PAGE EXTRACT:
In this participant, delays in arranging ART for 13 weeks led to integrase inhibitor resistance developing and their viral load increasing from 158 to 153,000. However, it responded successfully to TDF/FTC/efavirenz and their next viral load 13 weeks later was below 40.
In the last case, the signs indicating HIV infection were so ambiguous that the study participant did not accept at first that he actually had HIV. This person tested HIV antibody positive at week 41 (his sixth injection appointment). At this point he was positive on a standard HIV antibody test but was negative for viral RNA and for a more specific antibody/antigen test. Retrospective testing revealed positive results for a qualitative viral RNA test at week 27, 14 weeks before his antibody test and shortly after his fourth injection.
After diagnosis, there were two completely negative test panel results at weeks 44 and 55, interspersed with some that gave positive antibody/antigen tests and indeterminate confirmatory antibody tests. Viral RNA tests were negative between weeks 34 and 65, when one was positive, though on a quantitative test his viral load was still below 40.
The participant was reluctant to take ART as he was not convinced the results showed he had HIV. He did take a four-week course of a protease inhibitor-based regimen between weeks 47 and 51, which he regarded as PEP (emergency treatment to prevent HIV infection). His viral load stayed below 40 for the rest of the time he was in the trial, out to week 75, even though he received no more cabotegravir injections after his positive antibody result. He did not develop resistant virus.
Anecdotally, after he left the trial, his viral load eventually increased to over 1000 and he started a boosted darunavir-based regimen, which was fully suppressive.
Infections in people on TDF/FTC
There were 42 HIV infections in people randomised to TDF/FTC, but three of these were in people who turned out to have acute HIV at baseline. Two of these three individuals developed the M184V/I emtricitabine resistance mutation.
In all but 2 of the 39 who acquired HIV while taking TDF/FTC PrEP, the last drug level test taken before their positive test showed no or very low levels of drug. One, with moderate levels, had the M184V/I mutation too. The other participant was infected despite having levels indicative of daily dosing, but this person turned out to have the K65R resistance mutation to tenofovir. They also had three resistance mutations to non-nucleoside reverse transcriptase inhibitors (NNRTIs), which suggested they had acquired a PrEP-resistant virus, rather than developed the resistance while on PrEP.
Landovitz said that the occurrence of infection in four trial participants despite on-target cabotegravir concentrations was of concern and that further investigations of, for instance, how cabotegravir concentrations varied from one body compartment to another was ongoing. This was particularly important because the oral lead-in of cabotegravir pills was not going to be obligatory in the open-label extension of HPTN 083.

WORK TO BE COMPLETED: In the report on HIV infections during the PrEP trial, how many HIV infections occurred among people randomised to TDF/FTC?

SOURCE DATA:
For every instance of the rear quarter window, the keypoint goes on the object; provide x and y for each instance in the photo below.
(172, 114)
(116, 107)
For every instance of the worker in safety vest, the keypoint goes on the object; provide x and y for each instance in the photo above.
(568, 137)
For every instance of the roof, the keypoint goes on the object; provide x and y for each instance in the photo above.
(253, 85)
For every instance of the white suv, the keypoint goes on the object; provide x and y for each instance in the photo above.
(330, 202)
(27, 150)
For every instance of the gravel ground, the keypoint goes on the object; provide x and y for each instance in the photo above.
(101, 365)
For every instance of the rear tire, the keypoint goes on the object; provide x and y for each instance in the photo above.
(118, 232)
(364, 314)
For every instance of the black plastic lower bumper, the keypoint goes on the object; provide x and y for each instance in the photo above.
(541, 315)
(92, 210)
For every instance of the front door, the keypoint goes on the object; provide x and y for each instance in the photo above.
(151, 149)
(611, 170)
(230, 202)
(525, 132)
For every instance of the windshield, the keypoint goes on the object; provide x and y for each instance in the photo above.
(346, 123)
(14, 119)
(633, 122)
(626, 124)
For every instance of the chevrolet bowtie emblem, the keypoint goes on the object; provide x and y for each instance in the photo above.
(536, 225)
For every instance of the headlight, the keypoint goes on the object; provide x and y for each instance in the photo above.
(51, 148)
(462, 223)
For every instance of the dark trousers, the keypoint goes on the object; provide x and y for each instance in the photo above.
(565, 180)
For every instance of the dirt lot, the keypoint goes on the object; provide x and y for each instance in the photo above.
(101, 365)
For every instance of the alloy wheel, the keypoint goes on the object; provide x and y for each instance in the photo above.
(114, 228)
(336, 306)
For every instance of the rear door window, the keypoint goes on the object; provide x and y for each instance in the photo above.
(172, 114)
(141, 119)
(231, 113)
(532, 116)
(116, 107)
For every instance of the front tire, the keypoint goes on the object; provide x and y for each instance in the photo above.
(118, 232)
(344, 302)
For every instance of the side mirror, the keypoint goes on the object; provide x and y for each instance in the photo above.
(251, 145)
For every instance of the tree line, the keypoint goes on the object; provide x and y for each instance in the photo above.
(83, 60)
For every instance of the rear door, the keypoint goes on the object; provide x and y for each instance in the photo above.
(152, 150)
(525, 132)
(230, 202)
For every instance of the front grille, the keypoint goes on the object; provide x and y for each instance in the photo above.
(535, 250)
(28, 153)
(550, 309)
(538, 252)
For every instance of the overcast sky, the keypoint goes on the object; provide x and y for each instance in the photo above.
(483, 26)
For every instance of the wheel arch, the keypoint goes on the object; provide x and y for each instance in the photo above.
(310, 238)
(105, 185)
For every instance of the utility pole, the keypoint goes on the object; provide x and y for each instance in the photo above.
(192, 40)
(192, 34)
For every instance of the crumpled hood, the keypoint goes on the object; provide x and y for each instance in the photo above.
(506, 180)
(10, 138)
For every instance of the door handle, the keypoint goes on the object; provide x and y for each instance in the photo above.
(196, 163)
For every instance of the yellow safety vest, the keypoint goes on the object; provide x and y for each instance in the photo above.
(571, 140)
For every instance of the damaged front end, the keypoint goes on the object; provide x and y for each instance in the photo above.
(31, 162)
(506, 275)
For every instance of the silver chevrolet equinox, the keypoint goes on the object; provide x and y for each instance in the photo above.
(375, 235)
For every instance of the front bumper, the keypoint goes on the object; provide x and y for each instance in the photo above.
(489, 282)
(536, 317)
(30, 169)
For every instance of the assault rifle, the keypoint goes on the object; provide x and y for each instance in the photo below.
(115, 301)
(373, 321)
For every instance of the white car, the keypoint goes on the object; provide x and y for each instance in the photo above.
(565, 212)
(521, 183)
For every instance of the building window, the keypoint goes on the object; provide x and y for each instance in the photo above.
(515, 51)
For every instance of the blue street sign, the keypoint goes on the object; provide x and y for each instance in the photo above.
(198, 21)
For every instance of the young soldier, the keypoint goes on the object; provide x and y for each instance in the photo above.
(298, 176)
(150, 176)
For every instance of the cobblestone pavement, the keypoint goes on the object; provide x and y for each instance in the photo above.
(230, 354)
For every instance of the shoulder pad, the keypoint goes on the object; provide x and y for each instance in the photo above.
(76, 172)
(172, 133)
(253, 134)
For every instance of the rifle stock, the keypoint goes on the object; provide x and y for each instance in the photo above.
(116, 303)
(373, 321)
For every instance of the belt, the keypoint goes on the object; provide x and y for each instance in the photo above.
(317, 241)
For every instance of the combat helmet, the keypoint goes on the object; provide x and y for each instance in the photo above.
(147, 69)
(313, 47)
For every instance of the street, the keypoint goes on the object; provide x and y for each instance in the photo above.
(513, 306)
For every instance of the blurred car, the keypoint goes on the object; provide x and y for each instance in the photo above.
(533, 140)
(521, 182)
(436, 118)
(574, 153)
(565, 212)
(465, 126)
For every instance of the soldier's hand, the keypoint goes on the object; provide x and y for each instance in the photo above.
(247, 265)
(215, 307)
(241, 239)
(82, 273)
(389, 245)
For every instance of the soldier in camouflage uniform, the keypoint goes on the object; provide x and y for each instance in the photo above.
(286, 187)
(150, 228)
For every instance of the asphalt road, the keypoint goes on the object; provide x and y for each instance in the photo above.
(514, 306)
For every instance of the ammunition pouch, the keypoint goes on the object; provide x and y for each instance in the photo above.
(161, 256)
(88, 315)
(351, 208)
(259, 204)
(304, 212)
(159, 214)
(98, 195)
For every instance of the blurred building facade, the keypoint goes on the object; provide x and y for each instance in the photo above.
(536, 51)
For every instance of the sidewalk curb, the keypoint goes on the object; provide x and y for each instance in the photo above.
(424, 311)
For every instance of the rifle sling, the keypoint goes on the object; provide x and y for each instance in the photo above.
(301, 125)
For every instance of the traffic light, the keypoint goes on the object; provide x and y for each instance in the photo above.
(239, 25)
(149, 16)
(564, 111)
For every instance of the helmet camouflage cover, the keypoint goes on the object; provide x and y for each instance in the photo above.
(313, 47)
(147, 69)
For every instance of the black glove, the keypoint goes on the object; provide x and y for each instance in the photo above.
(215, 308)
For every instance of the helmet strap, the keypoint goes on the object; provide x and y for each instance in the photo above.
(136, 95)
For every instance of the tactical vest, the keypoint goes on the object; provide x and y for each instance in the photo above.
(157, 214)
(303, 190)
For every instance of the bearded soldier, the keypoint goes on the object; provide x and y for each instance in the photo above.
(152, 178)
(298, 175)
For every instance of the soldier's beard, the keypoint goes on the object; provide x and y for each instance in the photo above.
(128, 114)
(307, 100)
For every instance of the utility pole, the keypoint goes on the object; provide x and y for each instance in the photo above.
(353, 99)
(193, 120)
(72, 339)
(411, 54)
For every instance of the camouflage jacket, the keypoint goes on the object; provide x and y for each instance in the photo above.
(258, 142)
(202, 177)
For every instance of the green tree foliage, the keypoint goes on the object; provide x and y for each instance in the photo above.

WRITTEN RESPONSE: 42